**Dataset entries:**

<<<<

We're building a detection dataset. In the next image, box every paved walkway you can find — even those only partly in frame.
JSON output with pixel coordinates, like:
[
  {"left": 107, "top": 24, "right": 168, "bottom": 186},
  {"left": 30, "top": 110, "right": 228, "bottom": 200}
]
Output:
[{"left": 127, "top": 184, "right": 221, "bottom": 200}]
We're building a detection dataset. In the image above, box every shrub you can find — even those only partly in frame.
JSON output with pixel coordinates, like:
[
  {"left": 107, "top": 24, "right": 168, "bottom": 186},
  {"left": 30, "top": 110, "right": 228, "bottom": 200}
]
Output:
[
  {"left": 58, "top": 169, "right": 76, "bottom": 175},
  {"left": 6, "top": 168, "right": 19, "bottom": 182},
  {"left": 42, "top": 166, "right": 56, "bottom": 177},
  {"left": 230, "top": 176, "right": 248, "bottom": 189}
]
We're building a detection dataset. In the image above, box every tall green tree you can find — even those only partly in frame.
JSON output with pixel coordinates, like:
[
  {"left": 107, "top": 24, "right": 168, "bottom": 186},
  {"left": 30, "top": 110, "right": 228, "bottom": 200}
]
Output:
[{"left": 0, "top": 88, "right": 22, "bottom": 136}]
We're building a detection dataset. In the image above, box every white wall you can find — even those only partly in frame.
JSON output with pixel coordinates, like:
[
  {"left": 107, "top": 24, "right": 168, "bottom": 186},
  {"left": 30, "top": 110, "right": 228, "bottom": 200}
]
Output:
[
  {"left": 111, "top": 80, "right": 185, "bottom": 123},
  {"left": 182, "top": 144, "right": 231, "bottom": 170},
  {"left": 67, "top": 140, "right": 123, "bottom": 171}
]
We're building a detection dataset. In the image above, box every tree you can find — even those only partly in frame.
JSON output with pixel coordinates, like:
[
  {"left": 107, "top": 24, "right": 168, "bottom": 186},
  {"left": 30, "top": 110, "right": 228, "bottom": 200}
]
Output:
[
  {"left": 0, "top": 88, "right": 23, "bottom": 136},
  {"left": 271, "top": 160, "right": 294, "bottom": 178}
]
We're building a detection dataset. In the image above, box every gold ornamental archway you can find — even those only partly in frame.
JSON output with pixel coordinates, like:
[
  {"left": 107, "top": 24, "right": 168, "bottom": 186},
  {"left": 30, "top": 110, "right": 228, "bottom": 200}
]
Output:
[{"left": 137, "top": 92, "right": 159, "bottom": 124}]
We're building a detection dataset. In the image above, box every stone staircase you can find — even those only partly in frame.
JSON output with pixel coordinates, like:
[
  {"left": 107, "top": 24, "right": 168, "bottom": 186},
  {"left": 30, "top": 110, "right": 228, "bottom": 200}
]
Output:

>>>>

**Description of the task:** Copy out, word for word, the part of the records that opens with the line containing "box every stone" and runs through the end of the records, including both the first and the last line.

**Expected output:**
We're building a detection dataset. In the image above, box every stone staircase you can find — even those only partly in frame.
JSON output with pixel coordinates, like:
[
  {"left": 107, "top": 24, "right": 168, "bottom": 186},
  {"left": 30, "top": 110, "right": 228, "bottom": 200}
]
Output:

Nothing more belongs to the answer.